--- Given passage ---

This article is part of our series on The Hookup Culture. Read more articles in the series by following the links at the end of this article.

Recently, a bemused 16-year-old shared her story of attending a school-sponsored workshop on sexuality and dating. As part of the talk, the speaker—a woman in her late 30s—did a role-play in which a boy talked a girl into having sex with him by telling her that he loved her.

The speaker then asked everyone who believed the boy’s “love talk” to raise their hands. Of course, nobody did because the scene looked more like Meat Loaf’s 1978 classic song, “Paradise by The Dashboard Light,” than anything a teen might encounter.

Today, teen boys don’t have to try that hard.

They needn’t promise love or vow exclusivity to get sex, intimacy, companionship, romance or anything else. Today, “Let’s not put a label on it,” and, “I’m not ready for a relationship,” rarely impede sexual exchange.

In fact, most long-term dating relationships begin as sexual liaisons, particularly as teens leave high school and enter college or the workforce. This laissez-faire culture extends well into the mid to late 20s.

And, it’s not just the boys.

Over the last 15 years, girls have become avid explorers of their own sexuality and become more willing to engage in casual sex.

Some even brag that, “Girls are the new guys”—i.e., willing to express their sexuality without a relationship.

---

- **The tasks**
a. Decide whether each statement below agrees with the hookup culture passage. Answer yes or no for each, and quote the words of the passage that decide it.
(i) The workshop speaker was a woman in her late 30s.
(ii) Several students raised their hands to show they believed the boy's "love talk."
(iii) Most long-term dating relationships begin as sexual liaisons.
b. Summarize the hookup culture passage in two sentences.
c. According to the hookup culture passage, why did nobody raise a hand when the speaker asked who believed the boy's "love talk"? Answer in one or two sentences.

--- Provided material ---

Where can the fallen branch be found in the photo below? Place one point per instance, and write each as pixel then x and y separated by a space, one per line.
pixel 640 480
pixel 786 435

---

- **The results**
a.
(i) Yes: "the speaker—a woman in her late 30s"
(ii) No: "Of course, nobody did"
(iii) Yes: "most long-term dating relationships begin as sexual liaisons"

b. At a school workshop on sexuality and dating, no one said they believed a role-play in which a boy talked a girl into sex by telling her he loved her, and today teen boys need not promise love or exclusivity to get sex. Most long-term dating relationships begin as sexual liaisons, and over the last 15 years girls have also become more willing to engage in casual sex.

c. Nobody raised a hand because the scene looked more like Meat Loaf's 1978 song "Paradise by The Dashboard Light" than anything a teen might encounter.